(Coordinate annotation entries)
#####

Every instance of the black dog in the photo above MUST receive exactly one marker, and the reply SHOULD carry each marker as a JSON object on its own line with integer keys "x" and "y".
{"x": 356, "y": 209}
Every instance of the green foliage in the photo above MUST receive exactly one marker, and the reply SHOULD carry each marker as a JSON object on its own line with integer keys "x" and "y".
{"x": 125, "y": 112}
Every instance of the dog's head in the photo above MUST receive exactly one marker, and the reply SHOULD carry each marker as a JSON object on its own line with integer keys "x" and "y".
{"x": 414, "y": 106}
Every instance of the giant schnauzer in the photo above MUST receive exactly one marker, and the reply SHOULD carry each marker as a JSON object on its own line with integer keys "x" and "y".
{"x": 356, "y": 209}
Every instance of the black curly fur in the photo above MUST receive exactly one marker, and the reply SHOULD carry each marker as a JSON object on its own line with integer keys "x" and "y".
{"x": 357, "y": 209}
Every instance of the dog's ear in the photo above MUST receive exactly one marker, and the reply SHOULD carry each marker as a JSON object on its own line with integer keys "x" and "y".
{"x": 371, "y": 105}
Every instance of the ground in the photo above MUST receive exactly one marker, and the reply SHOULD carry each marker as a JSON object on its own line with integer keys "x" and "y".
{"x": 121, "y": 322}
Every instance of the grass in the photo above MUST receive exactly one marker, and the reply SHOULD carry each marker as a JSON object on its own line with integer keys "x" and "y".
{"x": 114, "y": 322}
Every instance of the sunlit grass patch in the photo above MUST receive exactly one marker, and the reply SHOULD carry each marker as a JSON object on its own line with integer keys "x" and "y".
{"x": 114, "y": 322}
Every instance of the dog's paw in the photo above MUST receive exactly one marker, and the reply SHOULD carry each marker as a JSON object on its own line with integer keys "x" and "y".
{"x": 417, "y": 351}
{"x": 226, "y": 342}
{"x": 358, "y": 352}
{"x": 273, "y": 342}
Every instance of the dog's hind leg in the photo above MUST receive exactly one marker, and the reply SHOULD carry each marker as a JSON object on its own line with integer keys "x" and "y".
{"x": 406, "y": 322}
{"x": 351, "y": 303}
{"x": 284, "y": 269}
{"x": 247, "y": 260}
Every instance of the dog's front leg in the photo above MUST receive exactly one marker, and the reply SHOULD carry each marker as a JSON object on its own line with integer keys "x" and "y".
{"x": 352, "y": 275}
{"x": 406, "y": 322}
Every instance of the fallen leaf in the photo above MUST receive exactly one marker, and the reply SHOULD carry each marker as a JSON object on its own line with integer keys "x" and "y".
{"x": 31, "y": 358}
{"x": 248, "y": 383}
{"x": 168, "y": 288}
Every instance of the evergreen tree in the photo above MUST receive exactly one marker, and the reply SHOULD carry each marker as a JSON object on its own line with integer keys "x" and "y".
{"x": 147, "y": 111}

#####

◆ Exercise task: Please quote the whole listing above line for line, changing nothing.

◆ Result for this task:
Every instance of the black dog in the photo above MUST receive exactly one marker, and the reply SHOULD carry each marker as a JSON object on its own line with integer keys "x" and "y".
{"x": 356, "y": 209}
Every instance of the green foliage in the photo above MUST receive exactly one marker, and the reply SHOULD carry each marker as a JSON object on its own line with integer keys "x" and "y".
{"x": 125, "y": 112}
Every instance of the dog's head in the photo above MUST receive exactly one marker, and the reply SHOULD carry each marker as a JSON object on its own line with integer keys "x" and "y".
{"x": 414, "y": 106}
Every instance of the giant schnauzer in the photo above MUST receive exactly one marker, and the reply SHOULD carry each marker as a JSON object on its own line with integer keys "x" and "y".
{"x": 356, "y": 209}
Every instance of the black curly fur in the photo above MUST receive exactly one marker, and the reply SHOULD carry each marker as a JSON object on its own line with integer keys "x" and "y".
{"x": 357, "y": 209}
Every instance of the dog's ear in the photo above MUST receive exactly one marker, and the reply SHOULD carry each marker as a JSON object on its own line with integer keys "x" and "y".
{"x": 371, "y": 105}
Every instance of the ground in the photo above MUST receive exactly one marker, and the reply SHOULD carry each marker as a JSON object on its own line with integer keys "x" and "y".
{"x": 121, "y": 322}
Every instance of the grass in the photo above MUST receive exactly one marker, and the reply SHOULD carry each marker as a JSON object on its own line with integer keys "x" and "y".
{"x": 114, "y": 322}
Every instance of the sunlit grass patch in the photo above MUST receive exactly one marker, and the reply SHOULD carry each marker as a JSON object on its own line with integer keys "x" and "y".
{"x": 114, "y": 322}
Every instance of the dog's paw in the photo above MUST receive exactly one marker, and the reply SHOULD carry each marker as a JSON object on its own line with integer keys "x" and "y".
{"x": 417, "y": 351}
{"x": 226, "y": 342}
{"x": 358, "y": 352}
{"x": 273, "y": 342}
Every instance of the dog's hind leg in the photo above MUST receive exactly one marker, and the reply SHOULD carry each marker as a JSON object on its own line with integer keys "x" and "y".
{"x": 406, "y": 322}
{"x": 351, "y": 303}
{"x": 284, "y": 269}
{"x": 247, "y": 260}
Every instance of the dog's front leg in the photo above MUST receive exactly one marker, and the reply SHOULD carry each marker as a JSON object on its own line with integer keys "x" and "y".
{"x": 352, "y": 275}
{"x": 406, "y": 322}
Every instance of the fallen leaf in the photo above MUST receive exactly one marker, and the reply SHOULD carry each marker as a JSON object on its own line with integer keys "x" and "y".
{"x": 31, "y": 358}
{"x": 248, "y": 383}
{"x": 168, "y": 288}
Every instance of the evergreen tree in the photo above MUST receive exactly one marker, and the reply SHOULD carry each marker as a JSON object on its own line with integer keys "x" and "y".
{"x": 147, "y": 111}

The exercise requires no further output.